* Begin Data excerpts *

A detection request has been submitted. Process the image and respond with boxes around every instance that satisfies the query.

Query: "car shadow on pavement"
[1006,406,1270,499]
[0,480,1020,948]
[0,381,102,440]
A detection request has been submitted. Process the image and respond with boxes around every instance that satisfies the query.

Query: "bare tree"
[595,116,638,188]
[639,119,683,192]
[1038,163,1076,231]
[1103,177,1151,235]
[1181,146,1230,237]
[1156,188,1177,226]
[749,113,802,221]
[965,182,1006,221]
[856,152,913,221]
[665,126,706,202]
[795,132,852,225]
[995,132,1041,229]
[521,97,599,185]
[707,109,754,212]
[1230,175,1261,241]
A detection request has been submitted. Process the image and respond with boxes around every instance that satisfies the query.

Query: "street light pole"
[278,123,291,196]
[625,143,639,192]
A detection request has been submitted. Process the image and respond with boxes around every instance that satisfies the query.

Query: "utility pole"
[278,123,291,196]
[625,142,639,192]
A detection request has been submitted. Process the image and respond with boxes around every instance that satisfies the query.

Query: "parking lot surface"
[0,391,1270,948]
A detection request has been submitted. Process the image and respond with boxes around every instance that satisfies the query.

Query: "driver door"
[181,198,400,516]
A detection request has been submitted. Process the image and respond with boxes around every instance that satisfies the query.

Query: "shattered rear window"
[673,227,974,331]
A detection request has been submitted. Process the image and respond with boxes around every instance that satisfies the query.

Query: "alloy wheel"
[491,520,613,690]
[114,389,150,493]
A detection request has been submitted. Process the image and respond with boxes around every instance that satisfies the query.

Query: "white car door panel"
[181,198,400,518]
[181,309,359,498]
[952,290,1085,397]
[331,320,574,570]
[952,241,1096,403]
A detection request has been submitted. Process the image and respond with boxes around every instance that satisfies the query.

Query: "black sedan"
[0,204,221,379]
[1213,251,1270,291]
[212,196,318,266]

* End Data excerpts *

Render every line of the listing above as a Markdown table with the columns Row and Line, numbering the rows in order and omitting blank lines.

| Row | Line |
|---|---|
| 1 | A detection request has been submitted. Process the image and respond with boxes around every instance that satisfies the query. |
| 2 | Query: "car shadow on pavement" |
| 3 | [1006,406,1270,499] |
| 4 | [0,480,1020,948] |
| 5 | [0,381,102,440] |
| 6 | A detection request has been submitted. Process the image and respond with boxes around every instance that satisfies the query. |
| 7 | Query: "bare tree" |
| 8 | [595,116,638,188] |
| 9 | [639,119,683,192] |
| 10 | [1038,163,1076,231] |
| 11 | [1103,177,1151,235] |
| 12 | [1181,146,1230,237] |
| 13 | [1156,188,1177,226] |
| 14 | [749,113,802,221] |
| 15 | [965,182,1006,221] |
| 16 | [856,152,913,221] |
| 17 | [665,126,706,202] |
| 18 | [795,132,852,225] |
| 19 | [995,132,1041,229] |
| 20 | [521,97,599,185] |
| 21 | [707,109,754,212] |
| 22 | [1230,175,1261,241] |
| 23 | A detection request has been submitted. Process the image and respond with boxes around every instance that satisfies the query. |
| 24 | Query: "street light pole" |
| 25 | [278,123,291,196] |
| 26 | [625,143,639,192] |
| 27 | A detection request has been submitted. Process the image and respond with boxes around every instance that satisfies the query. |
| 28 | Query: "utility pole" |
| 29 | [278,123,291,196] |
| 30 | [625,142,639,192] |
| 31 | A detection request has been submitted. Process the image and respond with boxes around every instance that satisfies the query. |
| 32 | Query: "parking lot surface" |
| 33 | [0,391,1270,948] |
| 34 | A detection request has been submitted. Process the image and respond with boxes around every instance that satisfies the query. |
| 35 | Query: "driver door" |
| 36 | [181,198,400,516] |
| 37 | A detection request has been submitted. Process the image and respond with boxes around every instance that satisfies the query. |
| 38 | Query: "shattered rear window" |
| 39 | [673,227,974,331] |
| 40 | A detection request has been submitted. Process the image and respond with boxes around every instance that satisfies the query. |
| 41 | Query: "alloy wheel" |
| 42 | [491,520,613,690] |
| 43 | [114,389,150,493] |
| 44 | A detection request has been submitted. Process the image and respond with boxes around every instance that satisfies the query. |
| 45 | Query: "white car door panel" |
| 46 | [181,198,400,518] |
| 47 | [181,309,359,498] |
| 48 | [952,290,1085,397] |
| 49 | [331,320,574,570] |
| 50 | [952,241,1096,403] |
| 51 | A detection request has been submitted. Process the image and respond with boxes around every instance that satisfies the query. |
| 52 | Query: "black sedan" |
| 53 | [0,204,221,379] |
| 54 | [1213,251,1270,291] |
| 55 | [212,196,318,266] |